▶ DESCRIPTION OF THE TASK
Provide an exact reproduction of every entry.

▶ DATASET CONTENT

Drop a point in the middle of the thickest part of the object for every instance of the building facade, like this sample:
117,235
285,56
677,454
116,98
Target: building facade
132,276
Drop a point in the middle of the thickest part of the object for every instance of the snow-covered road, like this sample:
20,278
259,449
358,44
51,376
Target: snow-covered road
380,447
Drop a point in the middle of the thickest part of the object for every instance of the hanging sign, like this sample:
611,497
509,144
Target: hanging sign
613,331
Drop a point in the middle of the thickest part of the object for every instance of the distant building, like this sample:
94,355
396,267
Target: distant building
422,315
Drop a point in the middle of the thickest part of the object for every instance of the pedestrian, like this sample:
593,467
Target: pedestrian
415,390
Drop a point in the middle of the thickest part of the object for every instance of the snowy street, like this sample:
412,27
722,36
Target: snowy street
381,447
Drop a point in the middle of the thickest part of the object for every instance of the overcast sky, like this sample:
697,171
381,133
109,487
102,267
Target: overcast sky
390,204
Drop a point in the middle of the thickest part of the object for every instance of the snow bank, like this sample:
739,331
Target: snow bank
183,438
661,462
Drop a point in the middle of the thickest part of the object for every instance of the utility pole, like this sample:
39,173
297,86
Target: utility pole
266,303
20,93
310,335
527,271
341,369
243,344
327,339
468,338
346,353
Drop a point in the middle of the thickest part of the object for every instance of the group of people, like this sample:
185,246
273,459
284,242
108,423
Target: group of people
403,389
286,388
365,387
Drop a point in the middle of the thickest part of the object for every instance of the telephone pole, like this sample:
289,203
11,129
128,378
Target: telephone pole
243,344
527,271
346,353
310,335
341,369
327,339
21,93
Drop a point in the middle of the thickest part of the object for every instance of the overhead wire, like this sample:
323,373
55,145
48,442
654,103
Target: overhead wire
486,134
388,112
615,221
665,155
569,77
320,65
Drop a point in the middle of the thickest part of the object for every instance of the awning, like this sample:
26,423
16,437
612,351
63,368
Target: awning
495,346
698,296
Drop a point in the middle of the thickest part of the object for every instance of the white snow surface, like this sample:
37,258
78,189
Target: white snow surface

▶ RESPONSE
Drop a point in the middle of the thickest part of the object for every instance of the building facade, like this sample:
117,235
285,56
677,454
116,98
Target: building facade
132,276
Drop a point in the middle of the thickest part of the object for every instance of the snow-covered road, like this sample:
20,278
259,449
358,44
51,376
Target: snow-covered road
380,447
Drop a point in the middle of the thickest part of the object for every instance of the hanging sign, like this sample:
611,497
509,144
Target: hanging sign
613,331
Drop a point in the middle of the thickest part of the object for every instance of the distant building, like this sample:
94,355
396,267
Target: distant building
422,315
Drop a point in the middle of the thickest part of the object for every instance of the pedestrian, like this sample:
593,467
Target: pedestrian
415,390
Drop a point in the middle of the thickest part of the object for every instance of the snowy street, like this sample:
412,27
722,36
Target: snowy street
381,447
Drop a point in the middle of the thickest part of the object for every instance of the overcast sky, like this sample:
697,171
381,133
109,487
102,267
Target: overcast sky
390,204
Drop a point in the middle of the thickest part of the object for every instance of the snow bank, like this sample:
739,331
Target: snow bank
183,438
661,462
Drop a point in the middle of the thickest part of the object for every instance of the utility pole, like this sample:
39,173
297,86
Target: utility pole
266,303
20,93
310,335
527,271
341,369
243,344
327,339
468,338
346,353
Drop a point in the middle of the thickest part of the object for every instance of the group of people, like this sample:
185,246
273,459
284,242
108,423
Target: group of people
403,389
286,388
365,387
Drop a point in the middle of the thickest part of the object for every instance of the telephone pole, like this sample:
289,203
11,129
128,378
Target: telephone pole
243,344
527,271
346,353
310,335
341,369
327,339
21,93
Drop a point in the middle of the thickest part of the object for every instance of the overhead wire, like this sample:
323,373
55,145
48,442
654,103
Target: overhead wire
486,134
388,112
615,221
665,155
569,77
320,65
Drop a point in the middle of the thickest part of the object for every instance of the awning, like this sample:
26,423
16,437
612,351
63,368
Target: awning
495,346
698,296
Drop a point in the middle of the thickest part of the object for every instance of the white snow surface, like this sample:
37,258
78,189
Target: white snow surface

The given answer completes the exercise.